**短い課題 A**: 不動産投資の融資に関する文章で、「金融機関は物件の収益性や築年数と」で始まる文が、金融機関の考慮する点として挙げている要素をすべて答えてください。

**読解用の文章**:
┄┄┄┄┄┄┄┄┄┄┄┄┄┄┄┄┄┄┄┄
金融機関は物件の収益性や築年数と、購入者の年齢などを考慮して決定されます。具体的な期間は金融機関によりますが、新築では基本的に、最長で30~45年です。 

中古物件に関しては、金融機関ごとの計算式によって融資年数が決定されます。 

不動産投資の融資に積極的な銀行は減少傾向? 

近年、「不動産投資への融資を行う銀行が減少している」という話を耳にするかもしれません。これは、過去の不正融資問題により、金融機関が不動産投資への融資条件を見直すようになったことが背景にあります。しかし、借入者の属性や物件の評価が適切であれば、融資を受けることは十分可能です。 

もっとも有名な不正融資問題のひとつとして、シェアハウス事業「かぼちゃの馬車」を展開していたスマートデイズが2018年に破産した「かぼちゃの馬車事件」および、そのシェアハウス物件の主な融資先だったスルガ銀行の不正融資問題があります。 

この2018年の事件を契機に、不動産融資に積極的な金融機関が減ったと言われています。その理由を詳しく見ていきましょう。 

かぼちゃの馬車事件の影響 

不動産投資の融資環境が大きく変わる契機となった「かぼちゃの馬車事件」とはどんな事件だったのでしょうか。 

「かぼちゃの馬車」は、株式会社スマートデイズが展開していた女性向けシェアハウスのブランドです。この事業は、サブリース契約を通じてオーナーに毎月の家賃を保証する仕組みを提供していました。家賃保証によって、オーナー側は空室リスクを気にする必要がなく、また、入居者探しや物件管理の手間を省けるという非常に魅力的な内容でした。 

2015年、スマートデイズは「30年間家賃保証」や年8%以上の利回りを謳い、「かぼちゃの馬車」を積極的に販売。しかし、実際には入居率が40%程度と低迷し、サブリース事業は大きな赤字を抱えるようになりました。 

そして2018年1月、スマートデイズはオーナーへの賃料支払いを停止し、5月には破産しました。家賃が支払われないことにより、多くの投資家は深刻な経済的損失をこうむり、オーナーが自己破産に追い込まれるケースも発生しました。
┄┄┄┄┄┄┄┄┄┄┄┄┄┄┄┄┄┄┄┄
**データの抜粋**:

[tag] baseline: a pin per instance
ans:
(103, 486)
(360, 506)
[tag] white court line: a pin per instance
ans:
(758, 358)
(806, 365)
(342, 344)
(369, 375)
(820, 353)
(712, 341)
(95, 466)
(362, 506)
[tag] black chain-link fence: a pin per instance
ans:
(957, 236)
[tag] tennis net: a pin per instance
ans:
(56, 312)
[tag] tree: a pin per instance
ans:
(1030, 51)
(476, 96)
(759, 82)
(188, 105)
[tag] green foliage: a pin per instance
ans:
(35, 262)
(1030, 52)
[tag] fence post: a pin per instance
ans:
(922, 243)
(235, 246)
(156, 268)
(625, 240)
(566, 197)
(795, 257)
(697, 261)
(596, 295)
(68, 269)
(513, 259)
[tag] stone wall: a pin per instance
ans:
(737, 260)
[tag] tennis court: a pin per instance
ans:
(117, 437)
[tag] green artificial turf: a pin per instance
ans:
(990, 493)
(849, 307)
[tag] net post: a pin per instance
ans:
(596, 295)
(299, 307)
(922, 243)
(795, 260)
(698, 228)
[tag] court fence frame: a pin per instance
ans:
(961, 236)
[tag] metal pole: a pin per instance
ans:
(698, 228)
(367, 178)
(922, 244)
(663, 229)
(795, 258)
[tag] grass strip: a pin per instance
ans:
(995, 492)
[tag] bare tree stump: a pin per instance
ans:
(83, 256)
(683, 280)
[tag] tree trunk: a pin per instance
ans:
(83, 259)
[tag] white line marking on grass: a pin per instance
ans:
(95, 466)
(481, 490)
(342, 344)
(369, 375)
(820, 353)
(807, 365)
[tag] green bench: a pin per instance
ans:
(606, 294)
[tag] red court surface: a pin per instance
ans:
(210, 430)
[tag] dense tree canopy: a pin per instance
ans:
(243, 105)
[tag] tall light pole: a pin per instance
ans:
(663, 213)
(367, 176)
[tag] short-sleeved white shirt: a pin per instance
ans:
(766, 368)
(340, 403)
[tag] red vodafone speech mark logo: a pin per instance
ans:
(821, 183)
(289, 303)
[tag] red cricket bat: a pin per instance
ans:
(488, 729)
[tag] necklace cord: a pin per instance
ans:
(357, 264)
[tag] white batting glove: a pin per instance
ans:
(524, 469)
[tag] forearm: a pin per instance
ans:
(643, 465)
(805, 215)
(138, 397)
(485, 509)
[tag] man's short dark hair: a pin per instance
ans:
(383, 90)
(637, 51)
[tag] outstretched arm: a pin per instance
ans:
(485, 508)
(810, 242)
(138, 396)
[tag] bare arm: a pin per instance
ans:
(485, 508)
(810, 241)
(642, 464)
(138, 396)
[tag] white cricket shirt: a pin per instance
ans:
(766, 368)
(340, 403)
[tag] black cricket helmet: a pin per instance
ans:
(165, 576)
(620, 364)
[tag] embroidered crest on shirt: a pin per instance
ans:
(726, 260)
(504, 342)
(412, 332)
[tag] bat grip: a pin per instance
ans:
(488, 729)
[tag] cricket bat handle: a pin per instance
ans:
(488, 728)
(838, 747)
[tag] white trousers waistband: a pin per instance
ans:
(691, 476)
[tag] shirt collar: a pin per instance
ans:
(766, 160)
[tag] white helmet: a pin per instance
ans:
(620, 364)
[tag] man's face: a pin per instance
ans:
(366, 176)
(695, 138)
┄┄┄┄┄┄┄┄┄┄┄┄┄┄┄┄┄┄┄┄
**短い課題 B**: リストのうち、「[tag] tall light pole: a pin per instance」を含む行からリストの最後の行までを、両端の行も含めて一字一句変えずに引用してください。

**回答全文 A**: 挙げられている要素は、物件の収益性、築年数、購入者の年齢の三つです。

**回答全文 B**:
[tag] tall light pole: a pin per instance
ans:
(663, 213)
(367, 176)
[tag] short-sleeved white shirt: a pin per instance
ans:
(766, 368)
(340, 403)
[tag] red vodafone speech mark logo: a pin per instance
ans:
(821, 183)
(289, 303)
[tag] red cricket bat: a pin per instance
ans:
(488, 729)
[tag] necklace cord: a pin per instance
ans:
(357, 264)
[tag] white batting glove: a pin per instance
ans:
(524, 469)
[tag] forearm: a pin per instance
ans:
(643, 465)
(805, 215)
(138, 397)
(485, 509)
[tag] man's short dark hair: a pin per instance
ans:
(383, 90)
(637, 51)
[tag] outstretched arm: a pin per instance
ans:
(485, 508)
(810, 242)
(138, 396)
[tag] bare arm: a pin per instance
ans:
(485, 508)
(810, 241)
(642, 464)
(138, 396)
[tag] white cricket shirt: a pin per instance
ans:
(766, 368)
(340, 403)
[tag] black cricket helmet: a pin per instance
ans:
(165, 576)
(620, 364)
[tag] embroidered crest on shirt: a pin per instance
ans:
(726, 260)
(504, 342)
(412, 332)
[tag] bat grip: a pin per instance
ans:
(488, 729)
[tag] cricket bat handle: a pin per instance
ans:
(488, 728)
(838, 747)
[tag] white trousers waistband: a pin per instance
ans:
(691, 476)
[tag] shirt collar: a pin per instance
ans:
(766, 160)
[tag] white helmet: a pin per instance
ans:
(620, 364)
[tag] man's face: a pin per instance
ans:
(366, 176)
(695, 138)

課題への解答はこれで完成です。